> [ASSIGNMENT]: Quote every line below exactly as it reads.

> [THE RECORDS]:
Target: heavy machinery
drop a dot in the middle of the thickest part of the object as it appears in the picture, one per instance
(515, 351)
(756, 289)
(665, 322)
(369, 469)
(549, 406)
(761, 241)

> [PROBLEM SOLUTION]:
Target: heavy machinery
drop a dot in the middle of the thickest part of the object as it appears in the picture, one per instance
(515, 351)
(756, 289)
(665, 322)
(369, 469)
(549, 406)
(761, 241)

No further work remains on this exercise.